[TRECHO DO DOCUMENTO]
========================================================================

Nos países desenvolvidos a situação não é mais fácil: eu vivi muitos anos nos Estados Unidos e conheço de perto a pobreza disfarçada daquele país. Assim como o consumo de tabaco é maior entre os pobres e etnias discriminadas, o sedentarismo e obesidade também. Isso porque as ocupações disponíveis para uma mulher negra e pobre, com uma educação formal tão precária que mal a coloca acima da linha do analfabetismo funcional, são aquelas que grudam sua bunda numa cadeira por oito longas horas (se tiver um emprego só), depois das quais ela voltará para casa e, exausta e deprimida, assistirá TV comendo pizza barata até a hora de dormir. “Fitness Centers” e “Gyms” (academias) são coisas para a classe média.

E aqui? Academia é uma opção para os trabalhadores? Certamente que não! Não podendo responder as perguntas “quando”, “onde” e “como pagar”, a opção é descartada. Alternativas populares não são pensadas levando em consideração a vivência corporal de cada cultura e comunidade desse país tão diverso. Acho muito difícil interessar mulheres da Rocinha numa aula de step ou jump e ninguém se preocupa muito em investigar o que serviria melhor os interesses delas.

========================================================================

[DADOS REGISTRADOS]
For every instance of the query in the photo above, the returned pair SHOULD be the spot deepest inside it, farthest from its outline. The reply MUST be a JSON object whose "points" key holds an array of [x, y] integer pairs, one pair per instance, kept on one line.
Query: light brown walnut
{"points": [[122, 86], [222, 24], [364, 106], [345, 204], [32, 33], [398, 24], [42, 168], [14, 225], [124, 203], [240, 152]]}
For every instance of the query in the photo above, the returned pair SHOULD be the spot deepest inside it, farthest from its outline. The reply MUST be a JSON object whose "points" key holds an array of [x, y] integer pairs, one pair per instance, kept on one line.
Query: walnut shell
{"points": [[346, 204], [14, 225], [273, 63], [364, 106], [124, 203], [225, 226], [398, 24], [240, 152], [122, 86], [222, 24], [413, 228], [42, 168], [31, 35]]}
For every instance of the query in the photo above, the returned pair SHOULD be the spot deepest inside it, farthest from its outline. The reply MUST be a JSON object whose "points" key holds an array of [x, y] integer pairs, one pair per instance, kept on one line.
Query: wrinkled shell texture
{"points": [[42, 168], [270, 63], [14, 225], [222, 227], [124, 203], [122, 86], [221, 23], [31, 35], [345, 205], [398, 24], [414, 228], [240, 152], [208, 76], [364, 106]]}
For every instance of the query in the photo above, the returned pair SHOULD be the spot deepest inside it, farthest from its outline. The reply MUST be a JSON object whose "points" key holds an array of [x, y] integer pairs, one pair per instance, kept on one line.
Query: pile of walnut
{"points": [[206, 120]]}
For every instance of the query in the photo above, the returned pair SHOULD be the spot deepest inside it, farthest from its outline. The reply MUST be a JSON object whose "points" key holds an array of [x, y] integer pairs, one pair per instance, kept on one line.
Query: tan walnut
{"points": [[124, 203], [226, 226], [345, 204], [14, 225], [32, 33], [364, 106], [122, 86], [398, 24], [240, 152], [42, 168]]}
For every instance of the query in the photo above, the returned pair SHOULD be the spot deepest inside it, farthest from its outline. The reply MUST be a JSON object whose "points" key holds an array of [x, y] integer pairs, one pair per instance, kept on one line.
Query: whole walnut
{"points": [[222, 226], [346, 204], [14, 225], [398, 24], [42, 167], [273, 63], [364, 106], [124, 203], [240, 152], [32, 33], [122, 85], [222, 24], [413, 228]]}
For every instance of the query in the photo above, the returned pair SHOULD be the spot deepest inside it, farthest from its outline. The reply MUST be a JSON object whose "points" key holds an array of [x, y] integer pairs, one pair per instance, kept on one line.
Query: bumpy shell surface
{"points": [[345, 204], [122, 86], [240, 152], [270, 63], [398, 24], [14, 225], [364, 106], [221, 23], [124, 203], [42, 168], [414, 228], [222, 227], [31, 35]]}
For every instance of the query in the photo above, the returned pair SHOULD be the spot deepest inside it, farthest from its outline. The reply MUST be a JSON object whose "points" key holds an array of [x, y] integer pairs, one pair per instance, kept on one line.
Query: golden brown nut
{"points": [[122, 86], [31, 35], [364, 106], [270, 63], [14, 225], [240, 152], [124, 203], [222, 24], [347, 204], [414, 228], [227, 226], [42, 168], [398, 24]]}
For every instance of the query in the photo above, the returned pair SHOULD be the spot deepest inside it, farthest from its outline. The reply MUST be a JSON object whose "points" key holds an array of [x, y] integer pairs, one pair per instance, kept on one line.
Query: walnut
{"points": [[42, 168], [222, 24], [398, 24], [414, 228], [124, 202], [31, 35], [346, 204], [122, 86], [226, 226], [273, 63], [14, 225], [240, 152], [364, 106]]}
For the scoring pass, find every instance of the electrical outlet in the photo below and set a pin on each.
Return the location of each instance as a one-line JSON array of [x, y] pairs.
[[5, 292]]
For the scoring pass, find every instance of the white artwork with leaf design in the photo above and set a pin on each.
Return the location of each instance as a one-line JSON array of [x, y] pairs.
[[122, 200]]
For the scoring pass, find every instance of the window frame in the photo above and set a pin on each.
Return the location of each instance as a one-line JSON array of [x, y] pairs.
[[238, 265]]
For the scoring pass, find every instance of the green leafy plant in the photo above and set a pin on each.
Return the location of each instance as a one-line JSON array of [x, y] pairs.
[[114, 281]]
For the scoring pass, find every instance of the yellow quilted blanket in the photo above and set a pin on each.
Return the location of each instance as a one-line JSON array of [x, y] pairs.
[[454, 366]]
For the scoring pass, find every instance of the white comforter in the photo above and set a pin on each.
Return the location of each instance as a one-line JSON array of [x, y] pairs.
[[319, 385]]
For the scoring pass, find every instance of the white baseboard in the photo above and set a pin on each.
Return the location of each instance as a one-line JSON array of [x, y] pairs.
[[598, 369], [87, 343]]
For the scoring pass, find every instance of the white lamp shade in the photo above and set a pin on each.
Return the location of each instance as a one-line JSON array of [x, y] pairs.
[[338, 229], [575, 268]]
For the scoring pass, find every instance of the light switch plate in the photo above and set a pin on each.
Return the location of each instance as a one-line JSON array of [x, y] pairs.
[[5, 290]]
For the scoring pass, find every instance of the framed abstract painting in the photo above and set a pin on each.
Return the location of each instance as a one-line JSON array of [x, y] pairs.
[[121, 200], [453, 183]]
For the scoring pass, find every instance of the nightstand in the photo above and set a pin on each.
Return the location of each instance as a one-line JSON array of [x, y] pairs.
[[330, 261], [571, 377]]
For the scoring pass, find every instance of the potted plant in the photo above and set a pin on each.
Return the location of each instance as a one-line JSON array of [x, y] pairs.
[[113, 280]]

========================================================================

[EXERCÍCIOS]
(a) As afirmações a seguir concordam com o trecho sobre sedentarismo e pobreza? Responda sim ou não a cada uma e cite as palavras decisivas do trecho. (i) Quem escreve viveu muitos anos nos Estados Unidos. (ii) Nos países desenvolvidos, o sedentarismo é menor entre os pobres. (iii) A academia é uma opção para os trabalhadores daqui.
(b) Como você prolongaria o trecho sobre sedentarismo e pobreza a partir da última frase?

[RESPOSTAS DOS EXERCÍCIOS]
(a)
(i) Sim: "eu vivi muitos anos nos Estados Unidos".
(ii) Não: "Assim como o consumo de tabaco é maior entre os pobres e etnias discriminadas, o sedentarismo e obesidade também."
(iii) Não: "Academia é uma opção para os trabalhadores? Certamente que não!"

(b)
Então vem a famosa máxima dos cardiologistas: a caminhada e a corrida. E mais dois problemas sérios: um logístico e social (caminhada e corrida são opções para a população?) e outro científico/médico (caminhada é a atividade mais benéfica do ponto de vista da saúde da população?).

Durante os últimos meses, passei boa parte do meu tempo dentro da favela de Paraisópolis, em São Paulo. Nunca vi nenhum survey (posso apostar que nenhum foi feito), mas o número de obesos não é alto em comparação à população de São Paulo. No entanto, utilizando os critérios de qualquer questionário oficial, seria uma população majoritariamente sedentária, já que ninguém “pratica caminhada” e muito menos “corrida”. Um número bem pequeno pratica musculação. E da listinha pré-codificada, acho que é só. Quem conhece aquela comunidade, no entanto, ri: como se pode caminhar numa área de morros íngremes que sequer calçadas tem? Ou correr? Como considerar sedentária uma população que caminha muito mais do que seus vizinhos de classe média seja para comprar o pãozinho ou ir trabalhar, já que a locomoção por carro não é uma opção para se ir até a esquina? E os jovens que praticam dança (que não é um item da lista pré-codificada) várias vezes por semana, regularmente, como tantos que conheço? São sedentários? E as centenas de empregadas domésticas, uma das poucas opções ocupacionais para essa população tão discriminada e condenada à informalidade?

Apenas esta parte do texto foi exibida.